[WRITTEN PROBLEM] Please edit the material from the line with "the black sleeveless" to the line with "of the yellow", changing "visible outline" to "visible edge" and leaving everything else unchanged. Return only those lines.

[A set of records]
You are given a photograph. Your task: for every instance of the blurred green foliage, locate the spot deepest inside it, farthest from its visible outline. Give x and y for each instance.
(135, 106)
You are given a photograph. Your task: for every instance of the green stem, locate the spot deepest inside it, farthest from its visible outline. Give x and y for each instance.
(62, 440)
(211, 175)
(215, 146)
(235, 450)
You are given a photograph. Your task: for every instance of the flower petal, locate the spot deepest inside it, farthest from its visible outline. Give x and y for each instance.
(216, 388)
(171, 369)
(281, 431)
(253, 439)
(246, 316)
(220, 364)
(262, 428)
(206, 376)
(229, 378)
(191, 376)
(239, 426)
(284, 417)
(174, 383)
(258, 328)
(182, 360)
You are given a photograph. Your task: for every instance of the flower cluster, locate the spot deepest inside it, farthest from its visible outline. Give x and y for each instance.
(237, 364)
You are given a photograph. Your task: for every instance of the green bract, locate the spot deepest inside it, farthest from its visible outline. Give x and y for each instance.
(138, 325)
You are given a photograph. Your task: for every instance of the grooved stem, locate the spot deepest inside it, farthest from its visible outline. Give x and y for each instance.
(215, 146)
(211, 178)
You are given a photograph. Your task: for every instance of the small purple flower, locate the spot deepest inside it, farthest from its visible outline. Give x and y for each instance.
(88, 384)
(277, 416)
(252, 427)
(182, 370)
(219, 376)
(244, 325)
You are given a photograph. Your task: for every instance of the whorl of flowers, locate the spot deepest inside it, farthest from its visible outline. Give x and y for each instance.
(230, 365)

* * *

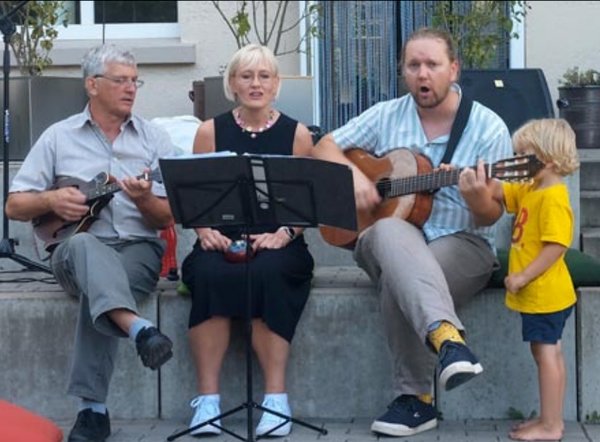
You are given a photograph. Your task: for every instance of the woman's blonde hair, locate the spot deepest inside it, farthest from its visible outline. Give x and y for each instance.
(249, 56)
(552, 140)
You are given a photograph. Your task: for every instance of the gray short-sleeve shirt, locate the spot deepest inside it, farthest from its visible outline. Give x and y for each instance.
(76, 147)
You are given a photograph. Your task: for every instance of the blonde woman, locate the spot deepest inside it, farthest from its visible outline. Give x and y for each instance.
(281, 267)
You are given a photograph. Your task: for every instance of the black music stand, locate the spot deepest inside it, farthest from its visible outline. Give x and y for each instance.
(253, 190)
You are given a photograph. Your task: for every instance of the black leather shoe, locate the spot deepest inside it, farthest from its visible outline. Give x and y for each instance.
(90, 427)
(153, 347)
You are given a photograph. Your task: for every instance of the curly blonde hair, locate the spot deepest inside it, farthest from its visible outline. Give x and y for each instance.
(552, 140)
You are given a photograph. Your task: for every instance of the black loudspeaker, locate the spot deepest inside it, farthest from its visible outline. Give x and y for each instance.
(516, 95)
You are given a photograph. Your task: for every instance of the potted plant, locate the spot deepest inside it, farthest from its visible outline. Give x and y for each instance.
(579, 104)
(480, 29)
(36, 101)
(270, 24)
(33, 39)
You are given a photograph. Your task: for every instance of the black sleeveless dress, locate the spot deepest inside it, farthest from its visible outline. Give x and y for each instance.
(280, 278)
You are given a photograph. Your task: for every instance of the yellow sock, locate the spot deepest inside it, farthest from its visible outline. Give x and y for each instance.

[RESPONSE]
You are given a photograph. Your task: for every instance of the black sleeveless dress, locate the spot deepest inside it, farthest from its visible edge. Give x and y for each instance.
(280, 278)
You are given a photograph. Your task: for every instance of the yellow sock, locate the spot deepest inside it, farthest from its visible edge. Give x and y for each instance.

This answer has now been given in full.